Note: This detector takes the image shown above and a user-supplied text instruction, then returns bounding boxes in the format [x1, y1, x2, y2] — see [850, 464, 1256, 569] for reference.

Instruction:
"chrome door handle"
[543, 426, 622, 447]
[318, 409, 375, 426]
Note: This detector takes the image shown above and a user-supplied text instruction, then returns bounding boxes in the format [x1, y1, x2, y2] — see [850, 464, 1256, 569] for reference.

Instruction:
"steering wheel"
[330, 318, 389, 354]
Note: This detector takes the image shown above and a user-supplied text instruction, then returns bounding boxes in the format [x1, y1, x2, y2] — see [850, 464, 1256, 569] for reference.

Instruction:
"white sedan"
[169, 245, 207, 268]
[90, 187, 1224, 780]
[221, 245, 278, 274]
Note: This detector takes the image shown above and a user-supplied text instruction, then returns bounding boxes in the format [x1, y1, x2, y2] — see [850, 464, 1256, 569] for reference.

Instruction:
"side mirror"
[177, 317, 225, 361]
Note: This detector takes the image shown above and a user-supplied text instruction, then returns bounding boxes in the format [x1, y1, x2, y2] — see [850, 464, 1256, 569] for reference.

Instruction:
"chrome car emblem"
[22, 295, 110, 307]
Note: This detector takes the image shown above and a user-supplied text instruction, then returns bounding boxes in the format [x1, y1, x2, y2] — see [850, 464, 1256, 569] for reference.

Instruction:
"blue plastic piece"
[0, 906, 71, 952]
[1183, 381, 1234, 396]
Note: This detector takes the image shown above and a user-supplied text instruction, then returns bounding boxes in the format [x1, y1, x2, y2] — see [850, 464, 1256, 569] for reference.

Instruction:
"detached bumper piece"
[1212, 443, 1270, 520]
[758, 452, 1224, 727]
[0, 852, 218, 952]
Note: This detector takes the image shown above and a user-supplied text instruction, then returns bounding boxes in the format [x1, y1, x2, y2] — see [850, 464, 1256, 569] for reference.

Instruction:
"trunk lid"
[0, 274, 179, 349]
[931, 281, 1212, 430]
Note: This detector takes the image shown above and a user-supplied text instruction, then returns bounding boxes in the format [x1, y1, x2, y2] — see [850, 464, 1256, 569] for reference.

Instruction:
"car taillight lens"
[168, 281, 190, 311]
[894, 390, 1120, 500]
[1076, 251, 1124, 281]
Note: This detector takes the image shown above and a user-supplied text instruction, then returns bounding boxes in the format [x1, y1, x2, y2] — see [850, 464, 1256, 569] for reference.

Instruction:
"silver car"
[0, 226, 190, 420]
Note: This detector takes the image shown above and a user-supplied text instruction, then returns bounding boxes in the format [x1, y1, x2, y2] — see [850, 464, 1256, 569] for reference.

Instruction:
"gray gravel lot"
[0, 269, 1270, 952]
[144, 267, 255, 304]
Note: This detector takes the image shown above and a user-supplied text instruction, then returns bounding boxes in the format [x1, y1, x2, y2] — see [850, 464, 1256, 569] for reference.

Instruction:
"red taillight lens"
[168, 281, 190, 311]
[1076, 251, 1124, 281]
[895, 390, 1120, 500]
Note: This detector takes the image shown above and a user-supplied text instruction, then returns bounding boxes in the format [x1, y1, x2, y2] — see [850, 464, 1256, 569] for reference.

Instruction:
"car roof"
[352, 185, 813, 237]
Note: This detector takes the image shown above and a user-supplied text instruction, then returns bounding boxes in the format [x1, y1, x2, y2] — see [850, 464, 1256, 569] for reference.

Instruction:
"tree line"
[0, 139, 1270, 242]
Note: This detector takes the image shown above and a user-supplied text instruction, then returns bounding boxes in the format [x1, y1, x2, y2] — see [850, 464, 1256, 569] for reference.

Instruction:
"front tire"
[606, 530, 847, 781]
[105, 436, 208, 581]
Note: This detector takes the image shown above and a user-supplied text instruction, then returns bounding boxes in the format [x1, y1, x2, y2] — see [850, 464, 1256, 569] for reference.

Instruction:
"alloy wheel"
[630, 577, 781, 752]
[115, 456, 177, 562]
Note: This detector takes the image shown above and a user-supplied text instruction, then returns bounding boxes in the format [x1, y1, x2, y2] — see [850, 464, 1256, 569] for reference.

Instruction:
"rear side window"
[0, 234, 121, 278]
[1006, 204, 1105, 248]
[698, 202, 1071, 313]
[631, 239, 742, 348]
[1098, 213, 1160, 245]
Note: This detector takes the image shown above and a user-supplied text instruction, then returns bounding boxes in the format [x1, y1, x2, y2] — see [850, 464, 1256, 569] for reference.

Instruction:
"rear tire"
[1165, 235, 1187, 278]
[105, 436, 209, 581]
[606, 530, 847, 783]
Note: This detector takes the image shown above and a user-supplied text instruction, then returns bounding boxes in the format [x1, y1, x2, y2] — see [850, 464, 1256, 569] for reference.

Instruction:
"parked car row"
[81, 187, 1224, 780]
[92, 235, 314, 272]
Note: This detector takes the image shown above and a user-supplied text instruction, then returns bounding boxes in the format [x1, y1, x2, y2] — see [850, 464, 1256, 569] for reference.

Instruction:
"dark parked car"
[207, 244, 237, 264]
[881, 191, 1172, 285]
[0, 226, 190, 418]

Task description
Reproduce all of the rows above verbatim, with no character changed.

Written solution
Note: This detector takes the image shown above and a user-supplied text instruction, then returns bounding boxes in the format [x1, y1, x2, y2] — see [850, 464, 1256, 569] for reference.

Instruction:
"chrome door handle"
[543, 426, 622, 447]
[318, 409, 375, 426]
Note: This detector takes the image shown above and a user-supplied text instruction, then returns bounding boxes in the format [x1, y1, x2, y2] — see [850, 464, 1256, 569] for reference.

Instruction:
"steering wheel"
[330, 318, 389, 354]
Note: This detector takes the image shown above and a user-supplied text instruction, then returns bounding boxes in the format [x1, y1, x2, y2] — see [850, 464, 1256, 569] for reference.

Instruction:
"white sedan"
[169, 245, 207, 268]
[90, 187, 1224, 780]
[221, 245, 278, 274]
Note: This detector takes the image shown above and a user-supplied text instruction, then returns bounding boxes in the format [x1, y1, x2, y2] — see [850, 464, 1256, 569] for reference.

Instruction:
"side mirror"
[177, 317, 225, 361]
Note: This detector takes the image shown above and a user-supplied text instruction, then returns bounding boxes in the format [x1, y1, x2, y2] — see [850, 464, 1256, 569] for reference.

Instruction:
"chrome car emblem"
[22, 295, 110, 307]
Note: This detector takes the image shown above and a user-supplied text instruction, then returns bounding boxes in the format [x1, y1, x2, y2] — see [850, 464, 1256, 569] for reference.

Instruction:
"blue plastic piece"
[0, 906, 71, 952]
[1183, 381, 1234, 396]
Note: This detector takes the image shown above and a user-supplied text instruction, then returns bounding boxes in the format [x1, y1, x2, y2] — see [850, 464, 1256, 569] for reference.

Instruction:
"detached bumper piece"
[1212, 443, 1270, 520]
[758, 452, 1224, 727]
[0, 852, 218, 952]
Note: This detector takes the image shown above and a user-supplied text instruction, then returns bounding boxes in the format [x1, y1, x2, y2] — see [850, 464, 1256, 569] for reference.

Instruction:
"trunk lid"
[0, 274, 179, 349]
[931, 281, 1212, 430]
Note: This detector takes the image shown above and a user-supplied text instruction, then returns bounding boxes in the format [x1, y1, x2, y2] — see [850, 464, 1256, 569] for reference.

Instruction:
"car taillight lens"
[168, 281, 190, 311]
[894, 390, 1120, 500]
[1076, 251, 1124, 281]
Note: This detector takes the image shown above and a user-supplied text instruction, then returns bounding boxes in the format [x1, y1, x2, y2] — see [850, 464, 1256, 569] for reference.

Instruction:
"silver car"
[0, 226, 190, 420]
Note: This detector takes the image shown above and a user-supplied text instruction, then returns bounding boxes in the format [x1, y1, x2, y2] — see [850, 464, 1256, 569] for reference.

Instruction:
"gray gravel lot"
[0, 269, 1270, 952]
[144, 267, 255, 304]
Note: This detector takes the image shown above and a user-supplied text instruction, then returns bounding boxes in the format [x1, y1, x2, y2] — see [850, 464, 1256, 569] for reference.

Instruction:
"red taillight lens"
[168, 281, 190, 311]
[1076, 251, 1124, 281]
[895, 390, 1120, 500]
Note: This detector takes the image shown above and a user-supplied text instruction, then returns bounding boxes in the format [x1, y1, x2, y2] — see [850, 464, 1256, 569] for reference.

Instruction:
"car roof"
[352, 185, 813, 237]
Note: This detector takes the image shown above and a user-supplied text instruction, then returns bounding boxes in the format [x1, y1, x2, y2] — see [850, 464, 1256, 569] for reference.

Instruction:
"tree line"
[0, 139, 1270, 242]
Note: This detector takes the image shown above and a user-supplied text instruction, then returns bounding boxes in the format [x1, y1, x2, y2] — see [850, 464, 1256, 569] for reference.

Instruction:
"front tire"
[606, 530, 847, 781]
[105, 436, 208, 581]
Note: This detector takes the image shown above and a user-supplied text instruction, then returns bounding boxes in the format [x1, y1, x2, y2] — see [850, 464, 1256, 569] for reference.

Instruction:
"alloy wheel"
[630, 577, 781, 752]
[115, 456, 177, 562]
Note: This detector takes the image shown above and a user-supplied text instruction, then returns bounding boxes in the format [x1, y1, x2, y2] — see [850, 464, 1256, 569] for reference.

Instruction:
"rear side window"
[0, 234, 121, 278]
[1006, 204, 1105, 248]
[698, 202, 1071, 313]
[631, 239, 742, 348]
[1098, 213, 1160, 245]
Note: This detector takes the image shown above and a user-supplied text instruction, then returns bounding boxes in the format [x1, y1, x2, y2] — see [850, 464, 1256, 569] for reference.

Instruction:
"rear tire"
[1165, 235, 1187, 278]
[105, 436, 209, 581]
[606, 530, 847, 783]
Note: This detector takes the image shown above and a user-supplied text instruction, then returns bounding boxes in the format [x1, y1, x2, y2] — see [850, 464, 1256, 569] for reference.

Instruction:
"parked car row"
[81, 187, 1224, 780]
[92, 235, 314, 272]
Note: This detector takes the image shown above and a user-supplied text instruction, then returns bounding boxes in the format [x1, y1, x2, y2] — see [850, 464, 1256, 569] for reference.

Instruction:
"dark parked car"
[207, 244, 237, 264]
[881, 191, 1172, 285]
[0, 226, 190, 418]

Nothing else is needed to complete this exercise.